## Work order
Each line of the records must appear in your answer exactly, with no pictures.

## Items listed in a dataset
#####
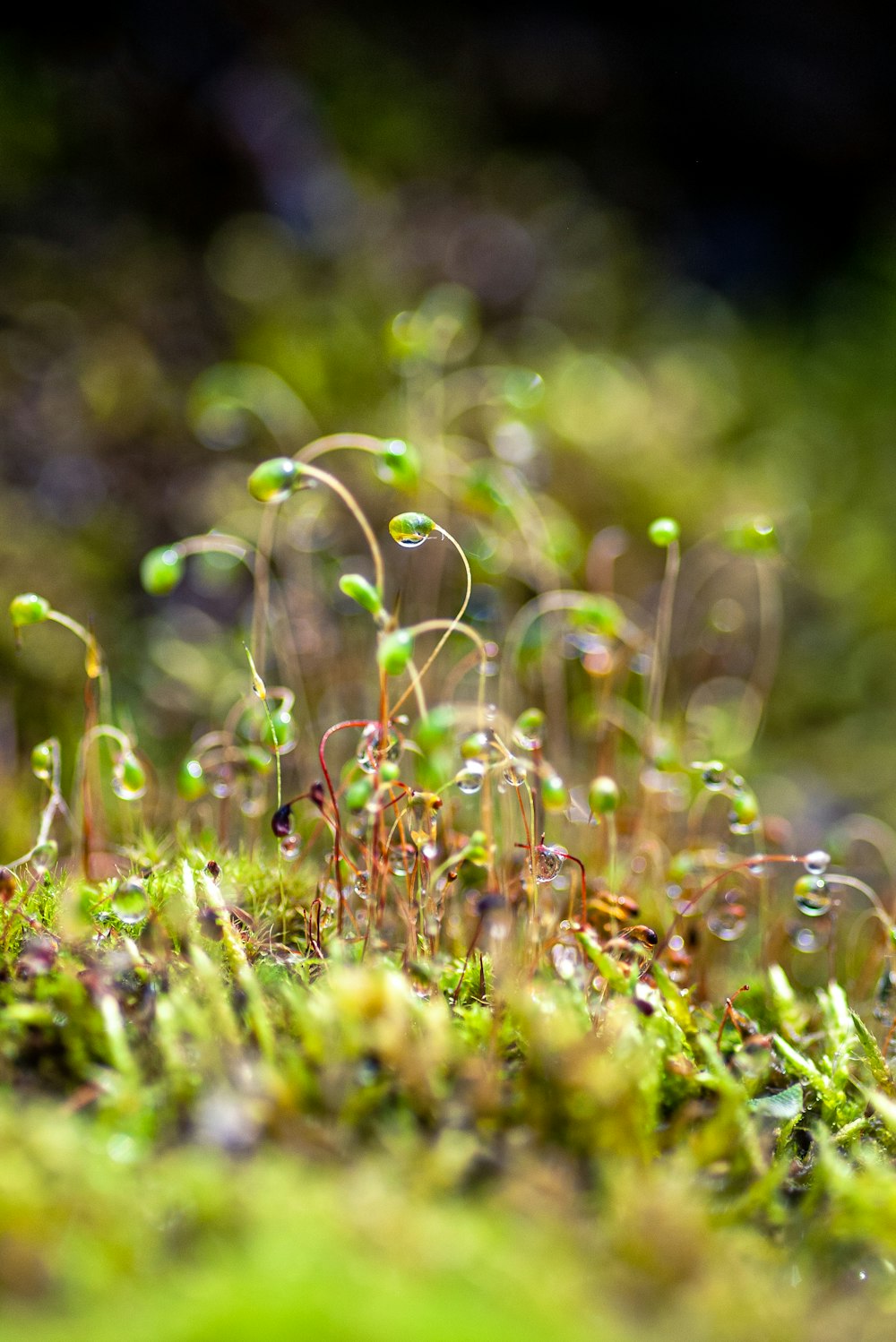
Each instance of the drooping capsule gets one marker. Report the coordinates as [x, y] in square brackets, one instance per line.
[274, 481]
[356, 587]
[191, 780]
[602, 795]
[161, 569]
[410, 529]
[29, 608]
[812, 895]
[129, 778]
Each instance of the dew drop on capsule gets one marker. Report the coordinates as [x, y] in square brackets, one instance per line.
[129, 903]
[410, 529]
[817, 862]
[470, 779]
[362, 884]
[129, 778]
[547, 863]
[812, 897]
[290, 847]
[712, 776]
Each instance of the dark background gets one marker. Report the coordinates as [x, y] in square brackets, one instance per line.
[752, 142]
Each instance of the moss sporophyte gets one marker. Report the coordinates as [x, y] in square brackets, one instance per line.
[514, 883]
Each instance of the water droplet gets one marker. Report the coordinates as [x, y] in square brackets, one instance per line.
[290, 847]
[43, 856]
[806, 940]
[728, 919]
[129, 903]
[812, 897]
[129, 778]
[549, 862]
[370, 749]
[470, 779]
[564, 959]
[712, 776]
[402, 859]
[410, 529]
[817, 862]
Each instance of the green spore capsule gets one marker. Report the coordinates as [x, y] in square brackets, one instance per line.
[394, 651]
[663, 531]
[410, 529]
[274, 481]
[29, 608]
[602, 795]
[129, 778]
[478, 745]
[161, 571]
[529, 729]
[745, 811]
[599, 614]
[358, 589]
[812, 895]
[191, 780]
[278, 730]
[42, 761]
[399, 465]
[555, 794]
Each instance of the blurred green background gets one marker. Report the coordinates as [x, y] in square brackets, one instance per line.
[687, 232]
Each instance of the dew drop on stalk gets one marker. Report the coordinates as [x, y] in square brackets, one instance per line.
[129, 903]
[290, 847]
[362, 884]
[470, 779]
[812, 895]
[564, 959]
[806, 940]
[410, 529]
[549, 859]
[43, 856]
[728, 919]
[817, 862]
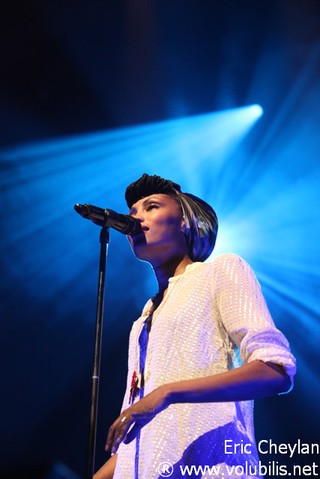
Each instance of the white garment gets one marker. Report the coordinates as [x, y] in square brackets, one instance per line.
[213, 318]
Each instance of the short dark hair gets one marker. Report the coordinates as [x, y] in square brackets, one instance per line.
[201, 222]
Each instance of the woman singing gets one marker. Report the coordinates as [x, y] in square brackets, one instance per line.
[203, 349]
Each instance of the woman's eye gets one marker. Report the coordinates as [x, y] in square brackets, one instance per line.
[151, 206]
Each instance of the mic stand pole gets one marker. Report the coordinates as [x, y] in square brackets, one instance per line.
[104, 241]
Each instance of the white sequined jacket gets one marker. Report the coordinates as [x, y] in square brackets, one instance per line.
[213, 318]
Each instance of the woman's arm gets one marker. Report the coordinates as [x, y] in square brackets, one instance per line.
[251, 381]
[107, 470]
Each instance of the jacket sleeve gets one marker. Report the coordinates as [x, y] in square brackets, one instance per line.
[246, 317]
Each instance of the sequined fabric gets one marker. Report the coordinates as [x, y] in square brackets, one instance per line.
[213, 318]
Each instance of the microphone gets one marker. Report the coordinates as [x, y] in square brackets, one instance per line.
[109, 218]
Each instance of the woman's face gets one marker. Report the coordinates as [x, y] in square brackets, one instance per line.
[162, 228]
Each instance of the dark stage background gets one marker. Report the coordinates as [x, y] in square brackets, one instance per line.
[222, 97]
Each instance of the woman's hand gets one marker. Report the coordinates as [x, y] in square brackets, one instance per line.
[135, 417]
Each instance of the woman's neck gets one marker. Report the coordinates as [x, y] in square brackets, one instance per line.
[168, 269]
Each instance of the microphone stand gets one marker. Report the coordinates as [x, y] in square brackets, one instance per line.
[104, 242]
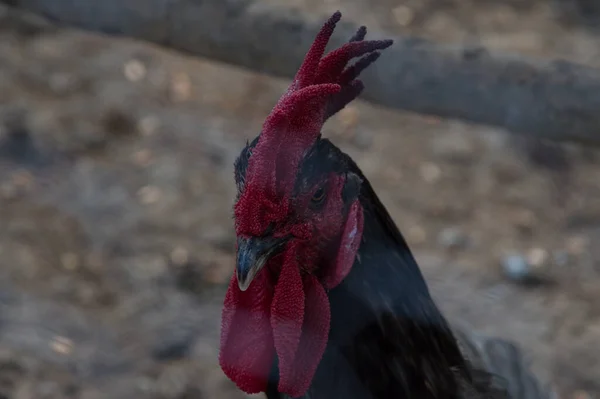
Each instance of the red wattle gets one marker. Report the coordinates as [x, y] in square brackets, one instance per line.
[315, 332]
[247, 351]
[287, 315]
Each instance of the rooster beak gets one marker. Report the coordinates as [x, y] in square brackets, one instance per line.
[252, 254]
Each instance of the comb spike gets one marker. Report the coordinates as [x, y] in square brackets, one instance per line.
[309, 67]
[332, 65]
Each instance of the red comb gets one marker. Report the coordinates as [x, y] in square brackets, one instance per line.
[322, 87]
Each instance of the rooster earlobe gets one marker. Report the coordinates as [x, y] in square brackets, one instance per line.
[351, 189]
[348, 247]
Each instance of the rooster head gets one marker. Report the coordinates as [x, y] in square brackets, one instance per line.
[298, 222]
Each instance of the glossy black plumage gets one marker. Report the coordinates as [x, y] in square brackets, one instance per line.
[388, 339]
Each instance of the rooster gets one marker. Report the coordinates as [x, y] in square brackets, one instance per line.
[326, 300]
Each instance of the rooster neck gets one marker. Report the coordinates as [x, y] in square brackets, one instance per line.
[387, 337]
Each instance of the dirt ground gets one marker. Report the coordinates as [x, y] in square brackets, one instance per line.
[116, 187]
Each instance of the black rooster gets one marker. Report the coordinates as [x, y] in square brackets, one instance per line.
[327, 300]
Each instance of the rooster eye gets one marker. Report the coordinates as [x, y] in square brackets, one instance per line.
[318, 196]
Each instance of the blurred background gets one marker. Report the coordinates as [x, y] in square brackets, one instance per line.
[116, 188]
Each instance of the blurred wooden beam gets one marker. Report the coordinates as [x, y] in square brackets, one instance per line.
[542, 99]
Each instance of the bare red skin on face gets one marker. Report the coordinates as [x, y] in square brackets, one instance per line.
[285, 311]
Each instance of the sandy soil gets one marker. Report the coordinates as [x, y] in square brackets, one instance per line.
[116, 188]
#####
## Response to the exercise
Each instance of the drooping capsule gets one marker. Report the coordinates as [x, y] in square brackets, one instance per line.
[274, 481]
[356, 587]
[191, 780]
[602, 795]
[161, 569]
[410, 529]
[29, 608]
[812, 895]
[129, 778]
Each instance of the dew drop on capsule gets one marker. Report the coordinates as [x, y] in square brackets, one instance per line.
[129, 903]
[410, 529]
[817, 862]
[470, 779]
[362, 884]
[129, 778]
[547, 863]
[812, 897]
[290, 847]
[712, 776]
Each instance of the dark background gets one marker. Report the coordinates as [x, y] in square brackets, one instance per line.
[752, 142]
Each instance of the moss sporophyte gets one marker. Report the coordinates as [x, y] in square brackets, one instance per line.
[514, 883]
Each instance of the water droplet gets one marker. Report the coordinates as [x, y] in square brackets, one instance per line.
[290, 847]
[43, 856]
[806, 940]
[728, 919]
[129, 903]
[812, 897]
[129, 778]
[549, 862]
[370, 749]
[470, 779]
[564, 959]
[712, 776]
[402, 859]
[410, 529]
[817, 862]
Each instance of the green spore capsule gets one marker. Report the coordinates as [x, y] in square brackets, one instance per line.
[394, 651]
[663, 531]
[410, 529]
[274, 481]
[29, 608]
[602, 795]
[129, 778]
[478, 745]
[161, 571]
[529, 729]
[745, 811]
[599, 614]
[358, 589]
[812, 895]
[191, 780]
[278, 730]
[42, 761]
[399, 465]
[555, 794]
Each instance of the blurred green background gets one marker. Report the coordinates as [x, y] in square brackets, one instance per line.
[687, 232]
Each instance of the dew drop on stalk gets one marker. Report the coordinates as [x, y] in square brackets, one instance per line.
[129, 903]
[290, 847]
[362, 884]
[470, 779]
[812, 895]
[564, 959]
[806, 940]
[410, 529]
[549, 859]
[43, 856]
[728, 919]
[817, 862]
Each instance of the white garment gets one marker. Report the coordinates as [x, y] in square brackets, one instance per line.
[213, 318]
Each instance of the short dark hair gets one marker. Report the coordinates as [x, y] in square brackets, one instance per line.
[201, 222]
Each instance of the woman singing gets one marker. Report the coordinates as [x, y] in square brackets, one instance per line.
[203, 349]
Each instance of the woman's eye gets one marker. Report the coordinates as [x, y] in square brackets, one instance per line.
[151, 206]
Each instance of the mic stand pole gets one marker. Report the coordinates as [x, y] in square brackets, one instance per line.
[104, 241]
Each instance of the white sequined jacket gets one marker. Report the coordinates as [x, y] in square brackets, one instance per line.
[213, 318]
Each instance of the woman's arm gets one marker. Report the coordinates as [x, y] in square brackets, one instance per line.
[251, 381]
[107, 470]
Each instance of the jacket sleeve gets one marker. Report the coordinates as [x, y] in square brackets, one instance per line.
[246, 317]
Each instance of the sequined fabric gets one marker. Report the coordinates as [x, y] in square brackets, one instance per line.
[213, 318]
Each instance of the microphone gets one marker. Report the coordinates as [x, y] in square brackets, one instance per line.
[109, 218]
Each instance of the woman's face gets one marker. Report the coordinates as [x, y] in square brackets, one instance per line.
[162, 228]
Each instance of the dark stage background gets one marker. Report the coordinates as [x, y] in square brackets, one instance per line.
[222, 97]
Each instance of the woman's hand gets one marker. Report the coordinates as [x, y] in square brackets, one instance per line.
[135, 417]
Each instance of the woman's neck gets one marker. Report the coordinates as [x, y] in square brackets, one instance per line.
[168, 269]
Each instance of the microphone stand gets one marker. Report the coordinates as [x, y] in square brackets, one instance per line.
[104, 242]
Each instance of the red wattle gets one marker. Report the coordinates as [x, y] in square brackets, one instance per line.
[315, 332]
[247, 351]
[287, 315]
Each instance of the rooster beak gets one marker. Report the coordinates as [x, y] in square brackets, one instance per line.
[252, 254]
Each instance of the comb spike gets one marker. Report the coordinates as [x, y] in square brackets, one instance per line.
[309, 67]
[332, 65]
Each instance of the red comb gets one marker. Report the coordinates as [x, y] in square brackets, one instance per line.
[322, 87]
Each instance of the rooster earlobe gets one marker. Report the coordinates as [x, y] in square brackets, one instance per line.
[351, 189]
[348, 247]
Each instance of the rooster head gets one marker. Report the coordinates as [x, y] in square brackets, one instance per line.
[298, 222]
Each instance of the glossy black plumage gets one marker. Report the coordinates as [x, y] in square brackets, one instance per line.
[388, 339]
Each instance of the rooster gets one marker. Report the coordinates as [x, y] in square brackets, one instance per line.
[326, 300]
Each instance of the rooster neck gets one marker. Report the coordinates as [x, y] in square brackets, one instance per line.
[387, 337]
Each instance of the dirt ground gets one marker. Report the coordinates as [x, y] in square brackets, one instance per line.
[116, 187]
Each instance of the black rooster gets one marker. Report the coordinates as [x, y] in square brackets, one instance per line.
[327, 300]
Each instance of the rooster eye gets one marker. Report the coordinates as [x, y] in square brackets, one instance per line.
[318, 196]
Each instance of the blurred background gets one marker. Report the coordinates as [x, y] in square brackets, one instance per line.
[116, 188]
Each instance of the blurred wooden beam gets one marker. Report the coordinates as [x, y] in square brackets, one instance per line.
[542, 99]
Each instance of the bare red skin on face gets one marker. Report the coordinates as [x, y] in square brackets, one instance per line.
[285, 311]
Each instance of the sandy soil gets one marker. Report the coordinates as [x, y] in square brackets, one instance per line.
[116, 188]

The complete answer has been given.